Return each line of the material below that contains the string "logo".

=== DATA IN THIS EXERCISE ===

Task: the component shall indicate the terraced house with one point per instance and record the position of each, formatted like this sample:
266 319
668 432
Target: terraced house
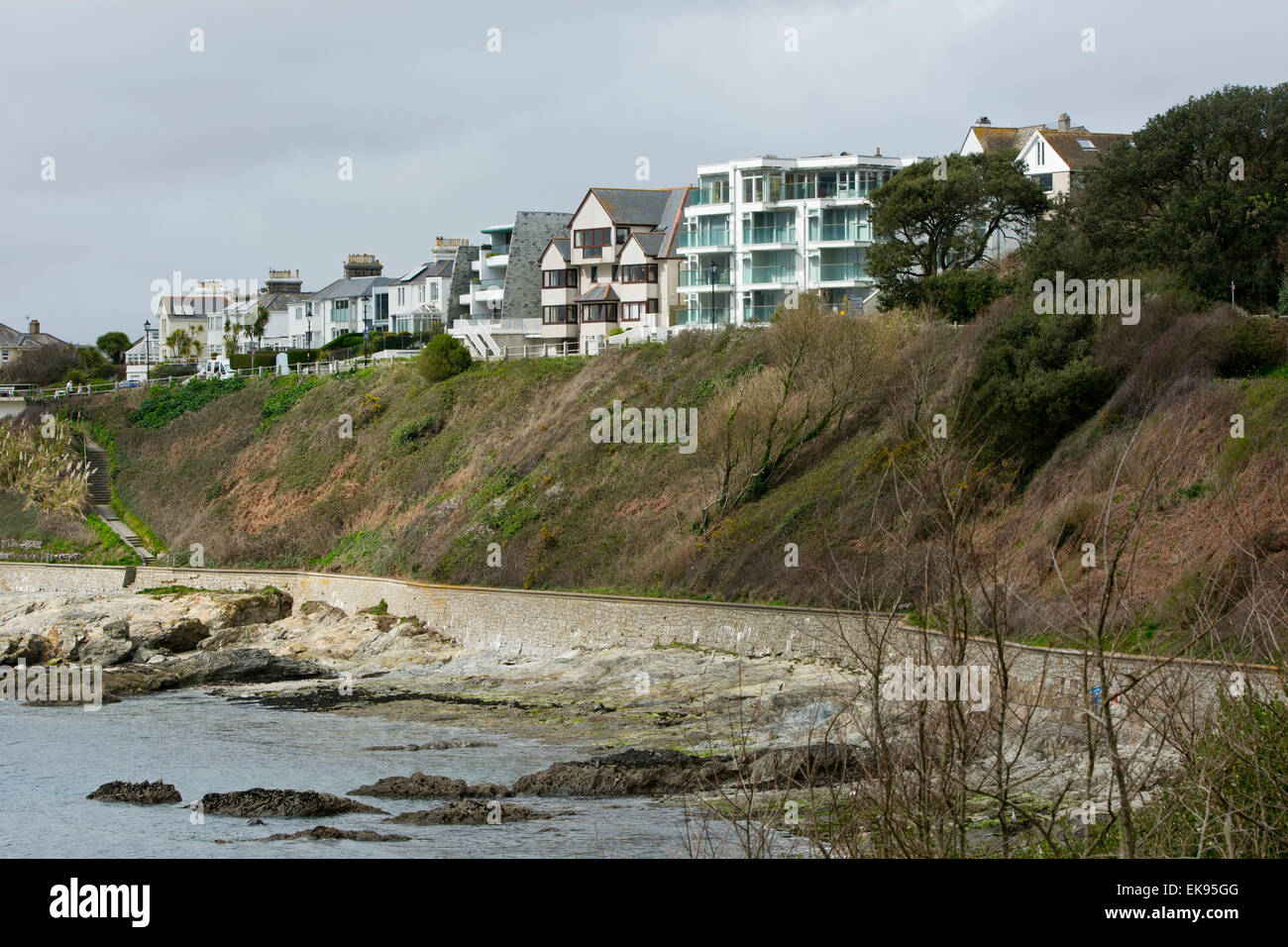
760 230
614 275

===
=== DATA IN THIS EXERCISE ===

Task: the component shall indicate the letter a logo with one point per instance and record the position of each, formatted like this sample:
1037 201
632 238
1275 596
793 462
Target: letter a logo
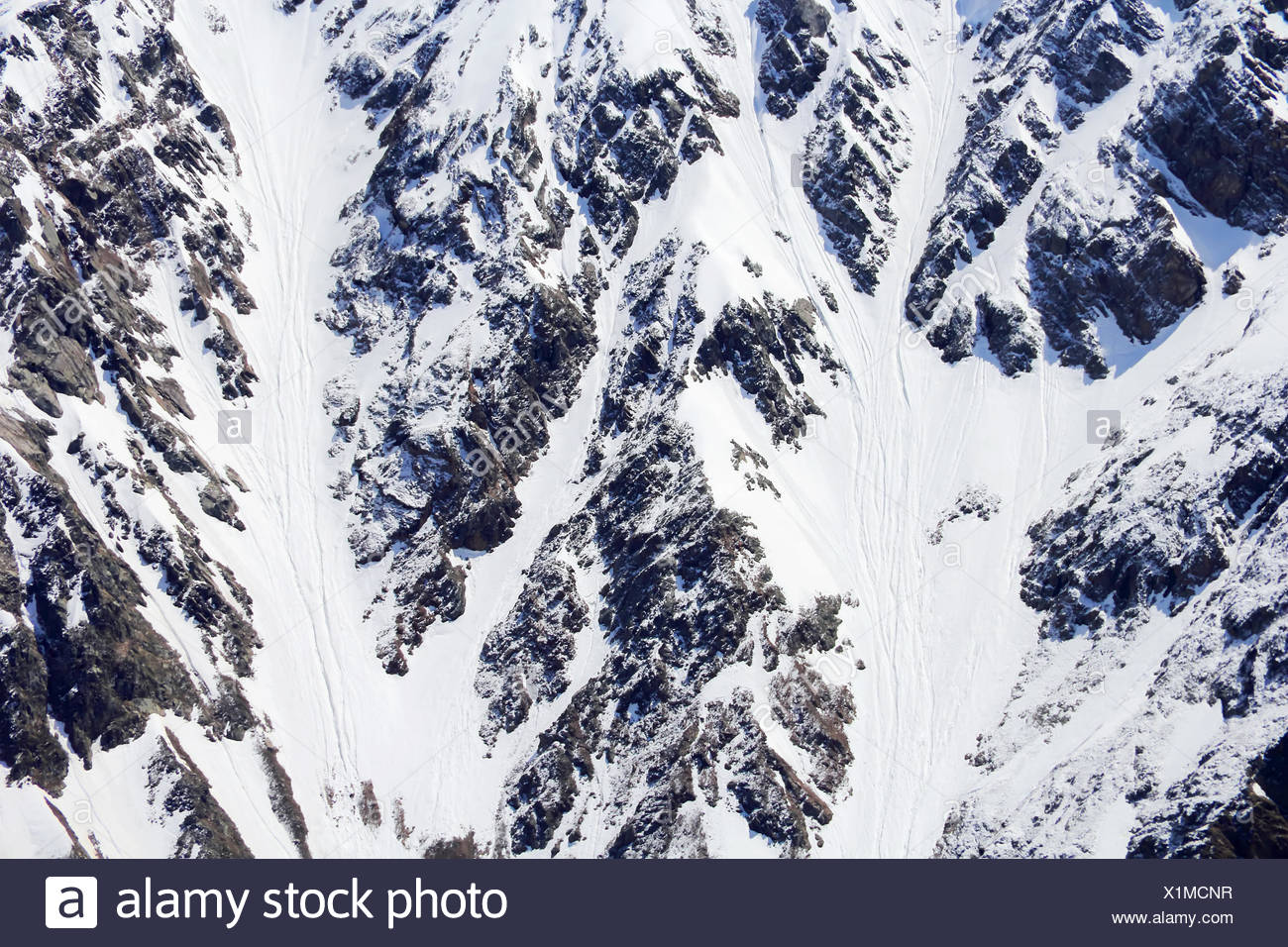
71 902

===

SOLUTION FOR THIS EXERCISE —
Task: the component shall indicate the letter a logo with one point per instance and record the position of each, formatted like this sample:
Target: letter a logo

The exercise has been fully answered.